[Opening Given records section]
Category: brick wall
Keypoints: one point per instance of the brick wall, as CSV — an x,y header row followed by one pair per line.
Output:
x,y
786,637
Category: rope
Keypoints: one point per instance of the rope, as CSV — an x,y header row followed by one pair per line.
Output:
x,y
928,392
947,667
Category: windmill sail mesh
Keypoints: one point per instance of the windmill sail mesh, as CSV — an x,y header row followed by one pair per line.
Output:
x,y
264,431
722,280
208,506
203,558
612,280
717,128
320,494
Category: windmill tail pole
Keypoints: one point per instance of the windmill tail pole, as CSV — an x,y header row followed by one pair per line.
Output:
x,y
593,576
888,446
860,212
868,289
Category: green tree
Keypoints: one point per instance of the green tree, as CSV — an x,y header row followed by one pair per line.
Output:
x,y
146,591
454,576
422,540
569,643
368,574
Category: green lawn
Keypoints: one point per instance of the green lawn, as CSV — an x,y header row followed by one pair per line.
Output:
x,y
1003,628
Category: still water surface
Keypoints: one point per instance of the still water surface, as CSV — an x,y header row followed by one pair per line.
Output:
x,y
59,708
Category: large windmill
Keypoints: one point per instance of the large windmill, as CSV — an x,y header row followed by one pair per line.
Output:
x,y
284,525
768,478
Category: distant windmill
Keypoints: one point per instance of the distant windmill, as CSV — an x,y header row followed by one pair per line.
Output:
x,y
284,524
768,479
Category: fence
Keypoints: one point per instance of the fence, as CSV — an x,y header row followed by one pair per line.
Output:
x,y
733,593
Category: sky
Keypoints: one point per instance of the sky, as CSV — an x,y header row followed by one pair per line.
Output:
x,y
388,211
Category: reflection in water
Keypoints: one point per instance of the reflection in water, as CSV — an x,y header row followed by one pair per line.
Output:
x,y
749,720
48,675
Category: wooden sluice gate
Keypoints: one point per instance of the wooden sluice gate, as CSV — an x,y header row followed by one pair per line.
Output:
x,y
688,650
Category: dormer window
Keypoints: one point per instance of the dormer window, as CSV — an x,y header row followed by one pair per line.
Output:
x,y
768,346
[Closing Given records section]
Would you restate the entries word for word, omitting none?

* _Completed exercise_
Category: brick wall
Keypoints: one point per instance of the brick wall, as CSV — an x,y header row followed by one pair per line.
Output:
x,y
786,637
Category: rope
Keypoints: one point per instance of the rope, as CSV — an x,y header row followed by one pair per line.
Output:
x,y
928,392
947,667
Category: windmill sail mesh
Keypoints: one point per instance of the windmill sail mesh, as CSV — an x,y header row followed by one pair per line.
Output:
x,y
264,431
722,280
208,506
203,558
612,280
717,128
320,494
Category: windmill tail pole
Keypoints: one point per instance of the windmill tail pole, as CSV — an x,y header row followed by one pair per line.
Output:
x,y
593,576
888,446
860,212
868,289
Category: green tree
Keypoints: one point per instance of the green tree, as CSV — an x,y header row followed by one pair per line.
Output:
x,y
146,591
454,576
422,540
569,643
368,574
Category: green lawn
Keypoints: one point per instance of the green lawn, as CSV — an x,y header row followed by one pair per line.
Output:
x,y
1003,628
Category: still water surface
Keypoints: one point per instance of the still water surface, as CSV — an x,y header row followed by one pair per line.
Output:
x,y
59,708
Category: large windmill
Keypoints: one point per instance of the large windmill, as CSV — an x,y header row followed by one pair per line.
Output:
x,y
284,525
768,478
Category: distant windmill
Keypoints: one point per instance of the distant windmill, as CSV — an x,y header row followed by one pair per line.
Output:
x,y
284,524
768,479
Category: fence
Keypoints: one point per instance of the fence, as CSV — an x,y header row followed by one pair per line.
Output:
x,y
733,593
Category: sky
Keypoints: one point per instance of the sky, as CSV — an x,y header row followed by one pair per line.
Output:
x,y
388,211
Category: reflection in water
Keypoints: one point per instance of the reflection in water, as CSV — an x,y header row followed by one pair per line.
Output:
x,y
749,720
48,675
Category: wooden sluice gate
Keypoints: one point per instance of the wooden sluice gate, as CSV — an x,y header row followed by one pair per line.
Output:
x,y
688,650
Category: dormer window
Keypoints: one point per instance of the dormer window, as CSV — an x,y header row followed by one pair per line.
Output:
x,y
768,346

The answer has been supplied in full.